Work instructions
[a] Return everything in the cleanCache() post from "I read the source" down to "synchronized(this)", copied word for word.
[b] Extend the cleanCache() post from the point where it stops.

You are viewing a plain text version of this content. The canonical link for it is here.

Posted to derby-dev@db.apache.org by Raymond Raymond <ra...@hotmail.com> on 2006/03/09 21:41:55 UTC

A question about the Clock.java!cleanCache() method

I read the source code of 
org.apache.derby.impl.services.cache.Clock.java!cleanCache(),
which writes out all of dirty pages. I got a question on the code.
The outline of the cleanCache() method is like:

protected void cleanCache(Matchable partialKey) throws StandardException {
  int position;

  synchronized(this)
  {
    position = holders.size() - 1;
  }
outerscan:
  for (;;) {
    CachedItem item = null;
    synchronized (this) {
      // the cache may have shrunk by quite a bit since we last came in here
      int size = holders.size();
      if (position >= size)
        position = size - 1;
innerscan:
     // go from position (the last cached item in the holder array to 0 (the 
first).

Data extract
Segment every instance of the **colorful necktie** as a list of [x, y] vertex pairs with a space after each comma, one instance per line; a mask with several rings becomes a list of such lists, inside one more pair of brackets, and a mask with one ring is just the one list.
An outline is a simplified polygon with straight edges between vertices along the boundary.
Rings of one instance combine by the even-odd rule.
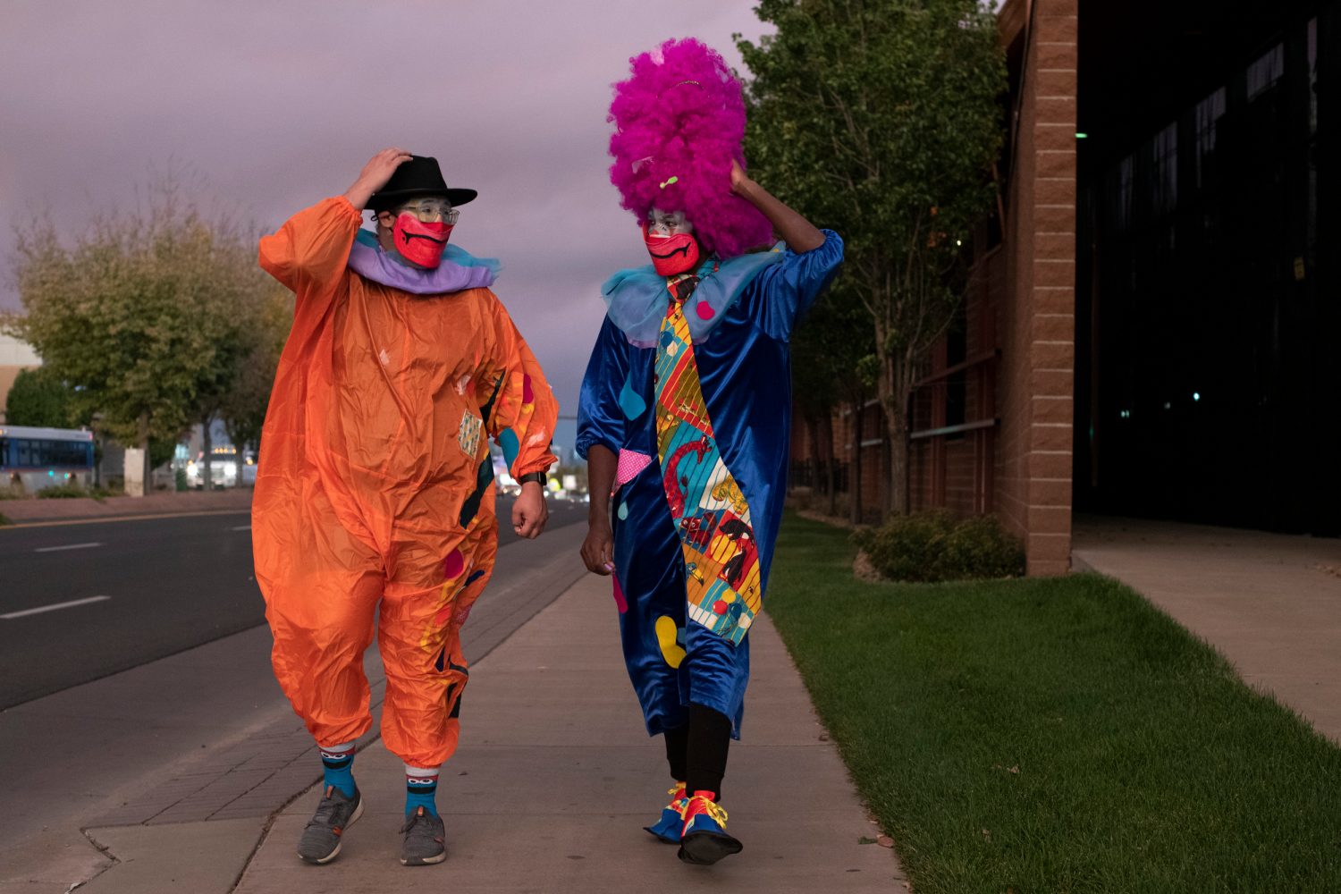
[[739, 645], [762, 607], [750, 507], [717, 450], [684, 304], [699, 277], [666, 280], [657, 340], [657, 458], [680, 533], [689, 618]]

The answers
[a]
I read the source code of 
org.apache.derby.impl.services.cache.Clock.java!cleanCache(),
which writes out all of dirty pages. I got a question on the code.
The outline of the cleanCache() method is like:

protected void cleanCache(Matchable partialKey) throws StandardException {
  int position;

  synchronized(this)

[b]
      for ( ;  position >= 0; position--, item = null) {
        if a valid dirty page is found
          break innerscan;
      }
    } // end of synchronized block

    if (position < 0){
      return;}

    try {
      clean the found dirty page
    } finally {
      release the found dirty page
    }
    position--;
  } // for (;;)
}

Under current implementation, when this method is accessed by multi-threads,
every threads will search from the end of the cache list to the beginning.
For instance, there are 10 (holder.size()) cache pages in the list and the 
8th,
7th, 6th pages are dirty. At runtime, we assume that there are 3 threads 
which
are accessing to this method(on the same Clock object). Since the variable
"position" is defined inside the method, each thread will keep an individual
copy of it(if "position" is a member of the class, all of the threads will 
share
the same copy of it, am I right here?). The method works like (no shrink, no
new dirty pages):
Thread1 comes in, it searches from 9 to 0 and will find the 8th is
dirty, and then break the innerscan loop to do the clean.
Thread2 comes in, it searches from 9 to 0 and will find the 7th is
dirty,and then break the innerscan loop to do the clean.
Thread3 comes in, it searches from 9 to 0 and will find the 6th is
dirty,and then break the innerscan loop to do the clean.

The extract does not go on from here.